| PROVIDED RECORDS |

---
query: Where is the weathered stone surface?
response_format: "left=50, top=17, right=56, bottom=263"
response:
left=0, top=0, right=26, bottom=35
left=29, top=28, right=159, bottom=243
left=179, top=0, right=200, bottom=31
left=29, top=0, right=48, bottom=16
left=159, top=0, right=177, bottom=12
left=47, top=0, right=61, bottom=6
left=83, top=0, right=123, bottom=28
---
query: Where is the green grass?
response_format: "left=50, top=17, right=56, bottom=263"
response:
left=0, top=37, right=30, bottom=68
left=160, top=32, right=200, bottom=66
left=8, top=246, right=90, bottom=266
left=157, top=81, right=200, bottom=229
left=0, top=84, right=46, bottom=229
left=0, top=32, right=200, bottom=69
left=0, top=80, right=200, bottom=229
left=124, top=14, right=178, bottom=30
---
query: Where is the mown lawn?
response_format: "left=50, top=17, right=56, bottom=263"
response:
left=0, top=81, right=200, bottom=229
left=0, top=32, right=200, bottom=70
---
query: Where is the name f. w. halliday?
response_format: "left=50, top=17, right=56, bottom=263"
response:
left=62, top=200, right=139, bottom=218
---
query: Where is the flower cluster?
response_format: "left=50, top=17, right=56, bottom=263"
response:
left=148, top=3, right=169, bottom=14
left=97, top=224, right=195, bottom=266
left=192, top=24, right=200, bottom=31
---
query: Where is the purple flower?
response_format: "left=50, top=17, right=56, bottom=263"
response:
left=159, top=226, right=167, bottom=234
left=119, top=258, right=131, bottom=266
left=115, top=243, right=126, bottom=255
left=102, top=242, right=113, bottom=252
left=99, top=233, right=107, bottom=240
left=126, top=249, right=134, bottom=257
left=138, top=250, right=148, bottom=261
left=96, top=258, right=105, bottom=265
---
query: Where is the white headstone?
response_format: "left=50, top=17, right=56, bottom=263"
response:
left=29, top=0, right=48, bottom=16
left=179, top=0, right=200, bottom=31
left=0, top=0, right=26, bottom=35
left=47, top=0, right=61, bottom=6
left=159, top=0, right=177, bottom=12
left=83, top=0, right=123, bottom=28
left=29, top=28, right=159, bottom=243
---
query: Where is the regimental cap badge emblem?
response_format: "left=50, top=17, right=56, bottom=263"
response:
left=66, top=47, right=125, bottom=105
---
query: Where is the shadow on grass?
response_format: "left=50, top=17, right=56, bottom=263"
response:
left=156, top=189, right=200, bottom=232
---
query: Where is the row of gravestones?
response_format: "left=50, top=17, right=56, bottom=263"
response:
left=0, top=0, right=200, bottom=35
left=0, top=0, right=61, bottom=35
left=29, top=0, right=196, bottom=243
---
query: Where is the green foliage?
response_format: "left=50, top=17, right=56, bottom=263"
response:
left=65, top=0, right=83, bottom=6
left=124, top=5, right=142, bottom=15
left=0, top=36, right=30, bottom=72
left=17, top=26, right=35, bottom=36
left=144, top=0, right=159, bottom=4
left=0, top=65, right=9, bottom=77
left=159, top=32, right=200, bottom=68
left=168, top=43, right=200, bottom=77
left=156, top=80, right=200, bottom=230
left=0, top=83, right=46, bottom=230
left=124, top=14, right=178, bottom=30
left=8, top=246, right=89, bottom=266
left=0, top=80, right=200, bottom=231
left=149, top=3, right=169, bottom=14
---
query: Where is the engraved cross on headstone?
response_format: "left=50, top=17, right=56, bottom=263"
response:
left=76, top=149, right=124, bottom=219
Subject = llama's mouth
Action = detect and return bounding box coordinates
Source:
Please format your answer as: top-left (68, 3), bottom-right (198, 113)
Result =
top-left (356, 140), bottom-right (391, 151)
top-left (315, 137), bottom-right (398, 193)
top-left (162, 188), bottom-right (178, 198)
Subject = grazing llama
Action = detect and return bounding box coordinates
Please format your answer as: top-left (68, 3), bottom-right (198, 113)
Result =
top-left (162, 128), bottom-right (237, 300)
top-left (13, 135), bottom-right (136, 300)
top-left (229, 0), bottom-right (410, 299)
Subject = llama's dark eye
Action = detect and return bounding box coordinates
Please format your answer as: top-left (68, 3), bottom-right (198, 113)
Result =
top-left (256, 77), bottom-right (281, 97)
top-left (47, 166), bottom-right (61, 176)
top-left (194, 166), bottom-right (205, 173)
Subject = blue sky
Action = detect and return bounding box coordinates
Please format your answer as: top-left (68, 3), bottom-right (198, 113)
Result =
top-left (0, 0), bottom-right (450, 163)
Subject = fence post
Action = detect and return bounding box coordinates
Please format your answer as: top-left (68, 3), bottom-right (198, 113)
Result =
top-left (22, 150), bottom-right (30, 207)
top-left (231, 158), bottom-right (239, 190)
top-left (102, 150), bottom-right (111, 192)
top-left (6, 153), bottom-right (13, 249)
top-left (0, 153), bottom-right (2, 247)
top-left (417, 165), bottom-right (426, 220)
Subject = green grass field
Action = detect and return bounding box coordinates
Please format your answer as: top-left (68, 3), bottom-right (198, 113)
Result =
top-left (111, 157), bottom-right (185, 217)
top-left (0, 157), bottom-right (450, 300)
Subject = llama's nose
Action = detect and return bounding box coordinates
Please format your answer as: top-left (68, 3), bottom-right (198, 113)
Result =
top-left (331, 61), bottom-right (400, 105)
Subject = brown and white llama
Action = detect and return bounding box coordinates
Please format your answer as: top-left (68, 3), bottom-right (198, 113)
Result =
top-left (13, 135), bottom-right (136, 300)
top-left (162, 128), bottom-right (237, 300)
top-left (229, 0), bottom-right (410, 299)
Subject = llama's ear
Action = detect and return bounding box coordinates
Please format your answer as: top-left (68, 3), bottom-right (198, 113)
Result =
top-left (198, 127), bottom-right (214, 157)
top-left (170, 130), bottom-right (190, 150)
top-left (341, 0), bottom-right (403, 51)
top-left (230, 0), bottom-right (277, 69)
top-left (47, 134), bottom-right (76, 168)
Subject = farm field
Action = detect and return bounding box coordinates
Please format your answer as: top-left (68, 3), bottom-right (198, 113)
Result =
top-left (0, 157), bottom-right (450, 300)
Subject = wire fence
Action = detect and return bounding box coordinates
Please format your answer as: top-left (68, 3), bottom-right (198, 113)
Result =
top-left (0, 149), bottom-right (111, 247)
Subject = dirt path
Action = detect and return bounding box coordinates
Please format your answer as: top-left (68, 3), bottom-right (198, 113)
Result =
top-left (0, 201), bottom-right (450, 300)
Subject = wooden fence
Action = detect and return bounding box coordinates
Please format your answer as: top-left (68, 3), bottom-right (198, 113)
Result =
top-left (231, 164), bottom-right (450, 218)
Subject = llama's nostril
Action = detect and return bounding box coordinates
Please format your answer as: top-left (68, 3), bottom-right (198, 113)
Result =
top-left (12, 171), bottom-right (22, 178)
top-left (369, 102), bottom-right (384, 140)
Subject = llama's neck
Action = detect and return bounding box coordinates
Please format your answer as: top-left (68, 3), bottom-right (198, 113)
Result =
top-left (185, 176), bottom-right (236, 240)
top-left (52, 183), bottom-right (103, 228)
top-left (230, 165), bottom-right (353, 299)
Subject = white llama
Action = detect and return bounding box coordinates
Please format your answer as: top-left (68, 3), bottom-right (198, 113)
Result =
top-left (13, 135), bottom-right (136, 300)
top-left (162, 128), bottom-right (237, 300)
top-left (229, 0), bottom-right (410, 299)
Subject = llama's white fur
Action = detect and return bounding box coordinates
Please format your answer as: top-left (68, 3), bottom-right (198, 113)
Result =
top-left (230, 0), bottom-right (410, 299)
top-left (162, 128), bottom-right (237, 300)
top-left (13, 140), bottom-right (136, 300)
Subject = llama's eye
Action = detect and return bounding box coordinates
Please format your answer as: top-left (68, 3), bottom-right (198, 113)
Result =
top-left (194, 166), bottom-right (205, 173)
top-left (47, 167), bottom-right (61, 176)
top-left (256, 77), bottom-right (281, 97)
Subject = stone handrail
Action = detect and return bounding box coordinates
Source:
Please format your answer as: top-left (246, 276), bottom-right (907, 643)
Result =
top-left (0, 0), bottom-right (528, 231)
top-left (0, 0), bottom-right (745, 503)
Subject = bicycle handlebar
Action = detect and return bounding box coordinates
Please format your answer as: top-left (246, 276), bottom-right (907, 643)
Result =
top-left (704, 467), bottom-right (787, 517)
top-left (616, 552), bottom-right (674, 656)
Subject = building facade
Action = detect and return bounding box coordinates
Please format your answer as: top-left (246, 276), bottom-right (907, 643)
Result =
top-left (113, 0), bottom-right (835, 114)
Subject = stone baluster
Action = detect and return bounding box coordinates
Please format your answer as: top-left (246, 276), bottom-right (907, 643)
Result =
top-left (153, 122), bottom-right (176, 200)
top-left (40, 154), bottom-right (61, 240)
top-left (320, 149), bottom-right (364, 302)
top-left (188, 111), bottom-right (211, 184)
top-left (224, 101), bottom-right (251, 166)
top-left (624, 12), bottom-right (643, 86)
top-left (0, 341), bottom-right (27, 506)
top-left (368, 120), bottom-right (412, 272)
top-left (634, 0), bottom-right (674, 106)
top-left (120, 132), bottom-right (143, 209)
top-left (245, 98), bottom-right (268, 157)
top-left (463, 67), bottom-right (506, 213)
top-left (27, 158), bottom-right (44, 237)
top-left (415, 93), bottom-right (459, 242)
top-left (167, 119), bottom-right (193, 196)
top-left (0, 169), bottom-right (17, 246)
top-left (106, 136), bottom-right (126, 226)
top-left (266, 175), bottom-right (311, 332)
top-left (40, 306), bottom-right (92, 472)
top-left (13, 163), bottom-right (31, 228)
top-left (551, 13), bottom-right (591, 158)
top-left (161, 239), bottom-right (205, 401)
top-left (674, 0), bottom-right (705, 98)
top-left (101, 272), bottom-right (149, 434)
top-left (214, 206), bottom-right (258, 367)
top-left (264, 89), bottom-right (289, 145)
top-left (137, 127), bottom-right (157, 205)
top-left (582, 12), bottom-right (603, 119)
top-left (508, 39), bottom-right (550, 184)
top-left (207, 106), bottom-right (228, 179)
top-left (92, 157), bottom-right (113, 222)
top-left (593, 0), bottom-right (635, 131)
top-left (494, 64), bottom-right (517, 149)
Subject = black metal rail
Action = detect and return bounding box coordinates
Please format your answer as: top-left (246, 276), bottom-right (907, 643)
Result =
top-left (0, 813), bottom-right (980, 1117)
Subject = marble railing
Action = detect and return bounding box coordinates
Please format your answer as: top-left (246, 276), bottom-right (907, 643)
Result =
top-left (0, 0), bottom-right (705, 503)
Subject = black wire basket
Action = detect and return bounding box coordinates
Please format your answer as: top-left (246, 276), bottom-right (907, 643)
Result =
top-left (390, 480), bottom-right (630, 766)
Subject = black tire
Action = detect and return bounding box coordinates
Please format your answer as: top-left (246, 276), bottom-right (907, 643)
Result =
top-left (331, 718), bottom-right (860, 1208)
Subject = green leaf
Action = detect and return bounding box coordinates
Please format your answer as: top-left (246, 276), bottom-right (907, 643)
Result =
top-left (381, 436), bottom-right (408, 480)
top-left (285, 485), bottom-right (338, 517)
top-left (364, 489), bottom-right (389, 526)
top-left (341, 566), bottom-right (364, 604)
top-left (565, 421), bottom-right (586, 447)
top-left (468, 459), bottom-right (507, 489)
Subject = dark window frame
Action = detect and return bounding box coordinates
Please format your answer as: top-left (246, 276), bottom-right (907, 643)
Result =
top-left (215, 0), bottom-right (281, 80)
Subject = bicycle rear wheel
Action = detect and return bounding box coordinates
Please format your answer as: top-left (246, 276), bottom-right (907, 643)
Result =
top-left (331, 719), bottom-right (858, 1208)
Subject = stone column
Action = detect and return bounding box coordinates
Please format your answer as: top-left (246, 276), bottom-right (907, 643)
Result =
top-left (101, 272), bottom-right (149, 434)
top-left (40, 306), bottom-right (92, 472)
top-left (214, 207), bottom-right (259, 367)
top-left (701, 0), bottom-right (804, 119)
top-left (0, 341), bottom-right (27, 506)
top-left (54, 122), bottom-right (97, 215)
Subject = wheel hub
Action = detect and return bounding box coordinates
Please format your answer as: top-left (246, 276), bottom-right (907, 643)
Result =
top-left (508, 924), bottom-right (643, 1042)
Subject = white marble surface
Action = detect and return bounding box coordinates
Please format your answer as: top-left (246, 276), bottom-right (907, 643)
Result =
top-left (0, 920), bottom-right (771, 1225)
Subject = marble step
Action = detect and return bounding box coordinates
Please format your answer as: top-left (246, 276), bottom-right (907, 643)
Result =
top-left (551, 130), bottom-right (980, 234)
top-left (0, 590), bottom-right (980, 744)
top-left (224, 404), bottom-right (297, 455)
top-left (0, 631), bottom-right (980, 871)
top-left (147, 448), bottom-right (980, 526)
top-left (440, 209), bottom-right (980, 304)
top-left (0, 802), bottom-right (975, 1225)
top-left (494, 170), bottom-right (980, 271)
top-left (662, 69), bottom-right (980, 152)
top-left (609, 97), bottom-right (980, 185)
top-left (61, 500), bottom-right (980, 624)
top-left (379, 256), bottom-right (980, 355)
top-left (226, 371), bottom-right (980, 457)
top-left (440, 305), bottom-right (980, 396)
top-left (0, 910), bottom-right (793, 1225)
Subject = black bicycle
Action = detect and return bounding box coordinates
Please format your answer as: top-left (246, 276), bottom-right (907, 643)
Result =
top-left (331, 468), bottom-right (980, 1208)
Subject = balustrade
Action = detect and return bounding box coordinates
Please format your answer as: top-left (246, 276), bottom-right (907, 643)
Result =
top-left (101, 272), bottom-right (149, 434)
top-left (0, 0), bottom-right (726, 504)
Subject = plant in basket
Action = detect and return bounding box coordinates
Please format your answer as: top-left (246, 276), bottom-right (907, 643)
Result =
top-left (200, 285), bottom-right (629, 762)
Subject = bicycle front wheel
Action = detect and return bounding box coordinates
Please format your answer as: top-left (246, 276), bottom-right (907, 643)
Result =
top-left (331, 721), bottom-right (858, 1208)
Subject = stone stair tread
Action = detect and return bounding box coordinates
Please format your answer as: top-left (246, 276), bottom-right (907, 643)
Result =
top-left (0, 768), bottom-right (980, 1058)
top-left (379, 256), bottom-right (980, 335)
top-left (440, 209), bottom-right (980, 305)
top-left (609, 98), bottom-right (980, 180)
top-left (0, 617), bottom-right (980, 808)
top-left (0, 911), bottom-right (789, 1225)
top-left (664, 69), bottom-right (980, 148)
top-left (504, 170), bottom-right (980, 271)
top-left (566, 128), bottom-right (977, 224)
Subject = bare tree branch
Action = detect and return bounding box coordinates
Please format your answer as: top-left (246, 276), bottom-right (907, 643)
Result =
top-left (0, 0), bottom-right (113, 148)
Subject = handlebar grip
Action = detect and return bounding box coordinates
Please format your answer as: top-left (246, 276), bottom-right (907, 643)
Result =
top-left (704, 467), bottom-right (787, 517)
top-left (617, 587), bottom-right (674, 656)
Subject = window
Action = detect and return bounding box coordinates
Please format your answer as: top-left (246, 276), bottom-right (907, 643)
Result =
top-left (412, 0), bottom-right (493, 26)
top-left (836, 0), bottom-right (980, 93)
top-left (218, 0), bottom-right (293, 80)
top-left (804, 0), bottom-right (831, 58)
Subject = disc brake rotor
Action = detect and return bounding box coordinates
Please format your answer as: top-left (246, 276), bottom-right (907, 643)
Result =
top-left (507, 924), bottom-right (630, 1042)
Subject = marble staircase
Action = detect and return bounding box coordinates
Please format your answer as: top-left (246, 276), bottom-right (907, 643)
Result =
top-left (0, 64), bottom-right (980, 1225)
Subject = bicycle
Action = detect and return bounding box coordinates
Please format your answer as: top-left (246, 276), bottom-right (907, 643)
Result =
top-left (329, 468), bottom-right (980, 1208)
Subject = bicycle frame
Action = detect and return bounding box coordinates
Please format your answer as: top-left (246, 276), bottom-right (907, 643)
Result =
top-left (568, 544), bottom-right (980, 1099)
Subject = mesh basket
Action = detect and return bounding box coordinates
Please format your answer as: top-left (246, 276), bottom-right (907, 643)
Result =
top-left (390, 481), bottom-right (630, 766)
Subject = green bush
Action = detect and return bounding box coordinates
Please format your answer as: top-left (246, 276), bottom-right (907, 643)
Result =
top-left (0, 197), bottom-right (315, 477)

| TASK INSTRUCTIONS |
Return, word for word, the stretch of the entries above from the line containing "Subject = llama's neck" through the line containing "top-left (0, 0), bottom-right (745, 503)", with both of those lines included.

| RESULT |
Subject = llama's neck
Action = detect and return bounding box coordinates
Please format your answer as: top-left (68, 3), bottom-right (198, 113)
Result =
top-left (185, 176), bottom-right (236, 240)
top-left (52, 183), bottom-right (103, 228)
top-left (230, 165), bottom-right (353, 299)
Subject = white llama
Action = detect and return bounding box coordinates
Please format your answer as: top-left (68, 3), bottom-right (198, 113)
Result =
top-left (13, 135), bottom-right (136, 300)
top-left (162, 128), bottom-right (237, 300)
top-left (229, 0), bottom-right (410, 299)
Subject = llama's white fur
Action = detect and return bounding box coordinates
Please format your answer as: top-left (68, 3), bottom-right (198, 113)
Result =
top-left (230, 0), bottom-right (410, 299)
top-left (162, 128), bottom-right (237, 300)
top-left (13, 140), bottom-right (136, 300)
Subject = llama's eye
Action = detect and return bounding box coordinates
Please format your answer as: top-left (68, 3), bottom-right (198, 113)
Result =
top-left (194, 166), bottom-right (205, 173)
top-left (47, 167), bottom-right (61, 176)
top-left (256, 77), bottom-right (281, 97)
Subject = stone handrail
Action = detect and return bounding box coordinates
Source:
Please format your answer as: top-left (246, 276), bottom-right (907, 643)
Result =
top-left (0, 0), bottom-right (528, 231)
top-left (0, 0), bottom-right (745, 503)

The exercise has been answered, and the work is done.